## TASK REQUIREMENTS
Send back exactly the lines from the opening line of the records below through the one with "x=119 y=104".

================

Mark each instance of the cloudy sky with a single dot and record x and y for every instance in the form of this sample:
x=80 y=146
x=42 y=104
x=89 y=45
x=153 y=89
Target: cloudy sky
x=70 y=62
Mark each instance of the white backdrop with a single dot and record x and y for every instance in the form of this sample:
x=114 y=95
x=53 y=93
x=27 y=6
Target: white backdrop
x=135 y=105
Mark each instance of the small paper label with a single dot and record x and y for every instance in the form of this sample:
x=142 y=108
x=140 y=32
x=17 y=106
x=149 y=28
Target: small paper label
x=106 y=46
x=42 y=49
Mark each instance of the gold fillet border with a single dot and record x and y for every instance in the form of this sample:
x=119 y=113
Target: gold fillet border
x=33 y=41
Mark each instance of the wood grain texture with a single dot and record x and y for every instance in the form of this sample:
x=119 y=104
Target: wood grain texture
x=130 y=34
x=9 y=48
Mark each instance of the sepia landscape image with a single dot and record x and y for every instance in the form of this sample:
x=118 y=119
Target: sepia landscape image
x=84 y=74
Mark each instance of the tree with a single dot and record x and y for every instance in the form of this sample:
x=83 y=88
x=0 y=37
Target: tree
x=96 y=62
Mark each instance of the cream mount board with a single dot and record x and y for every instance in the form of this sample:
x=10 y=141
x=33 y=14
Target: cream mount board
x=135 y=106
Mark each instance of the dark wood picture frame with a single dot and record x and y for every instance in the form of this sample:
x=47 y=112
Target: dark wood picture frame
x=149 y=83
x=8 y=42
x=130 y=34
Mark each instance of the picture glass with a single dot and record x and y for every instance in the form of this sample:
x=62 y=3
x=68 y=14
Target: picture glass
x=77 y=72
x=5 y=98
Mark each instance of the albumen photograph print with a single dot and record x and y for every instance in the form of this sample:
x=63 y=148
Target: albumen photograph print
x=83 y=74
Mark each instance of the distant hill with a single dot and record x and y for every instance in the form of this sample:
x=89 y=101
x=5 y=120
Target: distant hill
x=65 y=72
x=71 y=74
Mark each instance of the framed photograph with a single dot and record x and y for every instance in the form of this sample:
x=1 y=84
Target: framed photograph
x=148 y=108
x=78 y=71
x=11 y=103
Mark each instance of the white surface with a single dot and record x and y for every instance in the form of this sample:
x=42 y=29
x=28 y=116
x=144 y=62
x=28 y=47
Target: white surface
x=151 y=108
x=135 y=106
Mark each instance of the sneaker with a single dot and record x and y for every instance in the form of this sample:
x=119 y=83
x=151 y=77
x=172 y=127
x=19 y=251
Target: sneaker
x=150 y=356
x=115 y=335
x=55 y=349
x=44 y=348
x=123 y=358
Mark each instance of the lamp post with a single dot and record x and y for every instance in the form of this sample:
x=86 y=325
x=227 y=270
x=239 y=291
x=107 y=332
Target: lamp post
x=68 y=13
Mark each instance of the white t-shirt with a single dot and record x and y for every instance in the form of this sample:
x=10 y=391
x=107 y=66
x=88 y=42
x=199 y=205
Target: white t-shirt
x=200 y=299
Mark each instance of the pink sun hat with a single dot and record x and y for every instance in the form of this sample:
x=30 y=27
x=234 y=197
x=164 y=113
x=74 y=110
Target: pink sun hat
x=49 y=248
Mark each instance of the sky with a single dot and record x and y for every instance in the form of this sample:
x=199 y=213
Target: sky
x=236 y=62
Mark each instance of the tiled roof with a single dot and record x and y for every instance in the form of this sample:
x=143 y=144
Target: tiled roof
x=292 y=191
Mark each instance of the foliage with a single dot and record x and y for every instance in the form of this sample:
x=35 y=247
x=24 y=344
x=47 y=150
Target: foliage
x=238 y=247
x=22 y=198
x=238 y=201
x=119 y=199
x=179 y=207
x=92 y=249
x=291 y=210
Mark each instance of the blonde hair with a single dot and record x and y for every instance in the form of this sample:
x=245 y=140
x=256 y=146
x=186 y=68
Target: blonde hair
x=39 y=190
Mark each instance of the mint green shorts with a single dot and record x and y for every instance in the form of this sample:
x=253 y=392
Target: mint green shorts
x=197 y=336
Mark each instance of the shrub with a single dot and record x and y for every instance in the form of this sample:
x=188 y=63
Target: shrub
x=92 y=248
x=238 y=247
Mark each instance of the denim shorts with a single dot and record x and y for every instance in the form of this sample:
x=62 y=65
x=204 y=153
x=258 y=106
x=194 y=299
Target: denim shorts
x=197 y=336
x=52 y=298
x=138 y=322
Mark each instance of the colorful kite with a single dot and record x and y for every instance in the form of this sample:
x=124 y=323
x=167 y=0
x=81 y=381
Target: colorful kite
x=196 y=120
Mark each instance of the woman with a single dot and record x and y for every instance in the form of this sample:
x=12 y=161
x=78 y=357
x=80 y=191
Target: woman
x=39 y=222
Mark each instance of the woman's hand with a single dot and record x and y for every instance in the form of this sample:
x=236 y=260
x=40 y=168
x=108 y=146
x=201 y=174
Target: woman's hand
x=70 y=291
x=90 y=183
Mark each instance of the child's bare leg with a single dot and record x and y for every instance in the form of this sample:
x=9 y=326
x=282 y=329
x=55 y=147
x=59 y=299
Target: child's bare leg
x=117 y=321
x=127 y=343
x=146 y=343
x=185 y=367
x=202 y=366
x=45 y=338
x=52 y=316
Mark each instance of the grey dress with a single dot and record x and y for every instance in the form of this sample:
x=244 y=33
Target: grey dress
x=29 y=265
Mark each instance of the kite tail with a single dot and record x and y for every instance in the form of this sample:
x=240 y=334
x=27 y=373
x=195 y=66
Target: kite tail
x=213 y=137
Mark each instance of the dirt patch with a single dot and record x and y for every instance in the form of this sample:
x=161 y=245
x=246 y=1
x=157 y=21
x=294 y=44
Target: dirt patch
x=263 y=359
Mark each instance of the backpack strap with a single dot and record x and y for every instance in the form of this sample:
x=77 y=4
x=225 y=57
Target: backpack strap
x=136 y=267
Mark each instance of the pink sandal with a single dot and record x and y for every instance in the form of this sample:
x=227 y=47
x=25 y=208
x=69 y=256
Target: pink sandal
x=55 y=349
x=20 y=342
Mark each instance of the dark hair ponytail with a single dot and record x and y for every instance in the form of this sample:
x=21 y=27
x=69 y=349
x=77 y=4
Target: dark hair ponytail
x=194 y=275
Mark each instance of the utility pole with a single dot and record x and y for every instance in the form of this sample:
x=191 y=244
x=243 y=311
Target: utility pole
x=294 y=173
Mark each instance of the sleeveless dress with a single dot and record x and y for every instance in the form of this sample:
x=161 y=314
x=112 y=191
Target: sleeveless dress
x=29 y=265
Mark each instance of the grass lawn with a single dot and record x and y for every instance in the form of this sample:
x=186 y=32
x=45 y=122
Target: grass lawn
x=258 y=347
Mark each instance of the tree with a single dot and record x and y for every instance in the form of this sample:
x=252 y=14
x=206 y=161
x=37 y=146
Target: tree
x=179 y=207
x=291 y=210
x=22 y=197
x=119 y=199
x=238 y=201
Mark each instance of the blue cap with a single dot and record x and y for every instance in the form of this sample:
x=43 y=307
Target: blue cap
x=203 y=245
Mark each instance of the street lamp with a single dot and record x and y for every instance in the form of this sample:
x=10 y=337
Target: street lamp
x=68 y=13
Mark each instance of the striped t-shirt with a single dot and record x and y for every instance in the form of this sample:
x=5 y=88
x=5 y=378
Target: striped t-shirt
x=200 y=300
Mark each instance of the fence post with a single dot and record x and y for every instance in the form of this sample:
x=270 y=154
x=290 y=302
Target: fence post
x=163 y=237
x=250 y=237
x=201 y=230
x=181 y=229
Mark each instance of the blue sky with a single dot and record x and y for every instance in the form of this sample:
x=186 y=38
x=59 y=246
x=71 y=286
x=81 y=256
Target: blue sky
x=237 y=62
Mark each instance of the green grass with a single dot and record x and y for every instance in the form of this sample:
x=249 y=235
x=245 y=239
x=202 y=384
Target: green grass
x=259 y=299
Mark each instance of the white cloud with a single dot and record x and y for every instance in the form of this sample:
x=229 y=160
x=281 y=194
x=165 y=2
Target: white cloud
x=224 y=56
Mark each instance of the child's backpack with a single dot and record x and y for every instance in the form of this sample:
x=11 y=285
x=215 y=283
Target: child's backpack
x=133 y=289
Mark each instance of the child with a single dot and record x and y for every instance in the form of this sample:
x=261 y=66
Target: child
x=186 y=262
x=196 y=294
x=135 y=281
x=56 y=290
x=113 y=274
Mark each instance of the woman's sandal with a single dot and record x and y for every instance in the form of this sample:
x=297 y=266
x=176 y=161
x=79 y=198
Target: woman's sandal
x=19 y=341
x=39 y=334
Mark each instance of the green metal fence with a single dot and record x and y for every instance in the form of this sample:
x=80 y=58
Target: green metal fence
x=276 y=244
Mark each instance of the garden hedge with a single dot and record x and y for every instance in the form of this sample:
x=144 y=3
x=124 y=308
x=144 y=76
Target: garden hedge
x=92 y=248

================

## COMPLETED EXERCISE
Mark each instance of the cloudy sky with a single dot and record x and y for every instance in the form of this sample:
x=80 y=146
x=42 y=104
x=89 y=45
x=153 y=89
Target: cloudy sky
x=70 y=62
Mark each instance of the white backdrop with a single dot and record x and y for every instance in the form of this sample:
x=114 y=95
x=53 y=93
x=27 y=6
Target: white backdrop
x=135 y=105
Mark each instance of the small paper label with a single dot and record x and y for every instance in the form of this sample:
x=142 y=108
x=140 y=32
x=17 y=106
x=149 y=28
Target: small paper label
x=106 y=46
x=42 y=49
Mark each instance of the gold fillet border with a single dot and record x and y for every instance in the form of this sample:
x=119 y=113
Target: gold fillet border
x=33 y=41
Mark each instance of the wood grain texture with a single dot and record x and y for every instance in the form of this sample:
x=119 y=104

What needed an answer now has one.